→ Exercise directions
Can you reproduce the data that opens with the line containing "An <instance> lists" and closes with the line containing "219L153 238L0 249L4", changing "rough mask" to "coarse mask" and leaving everything else untouched?

→ Available records
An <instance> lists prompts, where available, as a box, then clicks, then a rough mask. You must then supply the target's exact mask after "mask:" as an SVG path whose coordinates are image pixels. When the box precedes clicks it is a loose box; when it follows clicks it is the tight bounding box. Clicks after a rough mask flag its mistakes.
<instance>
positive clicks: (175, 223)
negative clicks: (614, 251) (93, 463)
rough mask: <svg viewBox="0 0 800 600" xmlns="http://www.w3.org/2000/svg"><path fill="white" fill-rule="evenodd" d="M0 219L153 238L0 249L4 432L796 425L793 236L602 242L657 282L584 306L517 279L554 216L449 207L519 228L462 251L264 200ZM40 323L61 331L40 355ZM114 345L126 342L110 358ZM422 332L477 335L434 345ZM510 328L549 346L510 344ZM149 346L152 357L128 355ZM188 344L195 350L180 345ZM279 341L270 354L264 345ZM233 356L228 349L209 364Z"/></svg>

--

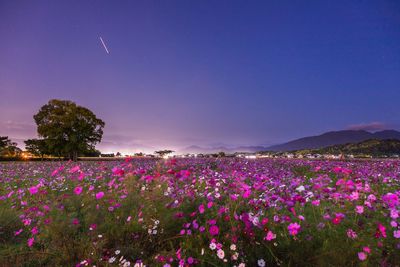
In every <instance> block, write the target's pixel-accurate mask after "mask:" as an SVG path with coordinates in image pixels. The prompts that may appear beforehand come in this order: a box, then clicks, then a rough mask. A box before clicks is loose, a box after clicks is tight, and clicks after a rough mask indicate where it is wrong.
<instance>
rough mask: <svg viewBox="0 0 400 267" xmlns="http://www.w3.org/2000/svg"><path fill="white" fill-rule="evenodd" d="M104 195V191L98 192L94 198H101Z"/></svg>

...

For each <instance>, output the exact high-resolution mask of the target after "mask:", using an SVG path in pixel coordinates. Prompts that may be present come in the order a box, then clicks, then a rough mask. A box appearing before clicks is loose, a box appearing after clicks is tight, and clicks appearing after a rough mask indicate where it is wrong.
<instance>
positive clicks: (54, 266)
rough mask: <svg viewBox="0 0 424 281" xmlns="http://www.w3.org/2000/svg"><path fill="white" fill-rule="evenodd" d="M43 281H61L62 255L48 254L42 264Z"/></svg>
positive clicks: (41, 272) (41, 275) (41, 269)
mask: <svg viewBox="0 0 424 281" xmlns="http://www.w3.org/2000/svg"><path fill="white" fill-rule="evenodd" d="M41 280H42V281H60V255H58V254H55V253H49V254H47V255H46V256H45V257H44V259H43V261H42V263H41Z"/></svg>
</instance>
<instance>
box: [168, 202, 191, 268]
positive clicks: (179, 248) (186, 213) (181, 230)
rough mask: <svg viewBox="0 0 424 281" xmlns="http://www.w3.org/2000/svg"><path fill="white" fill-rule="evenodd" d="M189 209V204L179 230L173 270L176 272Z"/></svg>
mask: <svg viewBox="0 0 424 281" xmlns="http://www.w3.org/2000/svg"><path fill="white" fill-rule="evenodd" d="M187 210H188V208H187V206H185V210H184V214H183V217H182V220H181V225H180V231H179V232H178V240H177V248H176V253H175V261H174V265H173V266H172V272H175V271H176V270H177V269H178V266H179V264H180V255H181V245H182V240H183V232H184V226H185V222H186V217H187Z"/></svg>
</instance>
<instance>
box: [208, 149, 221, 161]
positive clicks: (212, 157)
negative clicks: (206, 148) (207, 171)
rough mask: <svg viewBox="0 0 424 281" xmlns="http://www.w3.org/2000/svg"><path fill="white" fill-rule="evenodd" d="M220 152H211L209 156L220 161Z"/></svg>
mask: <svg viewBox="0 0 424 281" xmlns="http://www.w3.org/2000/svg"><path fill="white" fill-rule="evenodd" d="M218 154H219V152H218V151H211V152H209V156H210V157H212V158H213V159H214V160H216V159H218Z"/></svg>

→ Solved problem
An <instance> lists prompts, where available, as a box, then clicks, then a coarse mask. You must then supply the target's exact mask after "mask:" as an SVG path whose coordinates are image pixels. When the box precedes clicks it is a loose box; when it follows clicks it is the tight bounding box. Clicks after a coarse mask flag its mistakes.
<instance>
positive clicks: (175, 223)
negative clicks: (614, 251) (93, 463)
coarse mask: <svg viewBox="0 0 800 600" xmlns="http://www.w3.org/2000/svg"><path fill="white" fill-rule="evenodd" d="M0 219L153 238L0 249L4 432L796 425L793 236L602 242L657 282L584 306L517 279L554 216L449 207L519 228L462 251L264 200ZM40 323L61 331L40 355ZM114 345L126 342L110 358ZM422 332L477 335L434 345ZM510 328L549 346L510 344ZM149 346L152 357L128 355ZM188 344L195 350L180 345ZM279 341L270 354L264 345ZM233 356L228 349L209 364Z"/></svg>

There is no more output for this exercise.